■ **Document section**
☆ ☆ ☆

    Did I say that beliefs needed to make sense?
    Of course they don't. Remember, we live in a universe where anything is possible.
    Richard Dawkins believes that beliefs are like a virus, passed from one person to the next through a Darwinian-like process known as memetics. Whether or not the information passed is true doesn't seem to matter, it can still infect you and get more virulent as it passes from host to host. He believes that this was how religion started, and how it continues to "infect" society to this day. Researchers using fMRI have shown that people praying or meditating are actually activating healthy parts of the brain. Study after study shows that religious people are healthier, are less prone to depression, and are more charitable. Not much of a disease. So who is right?
    A character with certain beliefs will sometimes act in predictable ways, but the character that losses the fight, the girl, the competition, is the character that doesn't change. In story telling they call it character arc, when a character goes from selfish to selfless, from shy to outgoing, from closed to open. The only constant in the universe is change; therefore our characters should always question their deepest held beliefs about themselves, others, and the nature of the universe.  Had Luke Skywalker not gone from a farm boy to a Jedi who embraces the force, he would not have been able to blow up the Death Star.  Had Jerry Maguire not changed his belief that heart was more important than money in sports, he wouldn't have created the ultimate relationship with his wife and his most important client. In the reverse, had Alvy Singer been able to change, to not be an island onto himself, Annie Hall might not have left him for Paul Simon.

☆ ☆ ☆

■ **Data segment**
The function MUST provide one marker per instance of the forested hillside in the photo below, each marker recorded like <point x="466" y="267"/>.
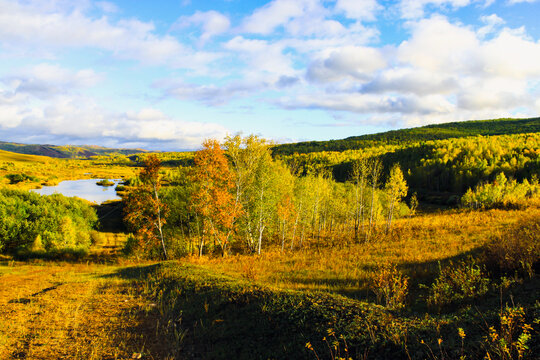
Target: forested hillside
<point x="446" y="168"/>
<point x="419" y="134"/>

☆ ☆ ☆

■ **Requirement A**
Copy the passage on beliefs word for word, starting at the words "Richard Dawkins believes" and ending after "who is right?".
■ **Requirement B**
According to the passage on beliefs, what does storytelling call a character going from selfish to selfless?

■ **Written reply A**
Richard Dawkins believes that beliefs are like a virus, passed from one person to the next through a Darwinian-like process known as memetics. Whether or not the information passed is true doesn't seem to matter, it can still infect you and get more virulent as it passes from host to host. He believes that this was how religion started, and how it continues to "infect" society to this day. Researchers using fMRI have shown that people praying or meditating are actually activating healthy parts of the brain. Study after study shows that religious people are healthier, are less prone to depression, and are more charitable. Not much of a disease. So who is right?

■ **Written reply B**
Character arc.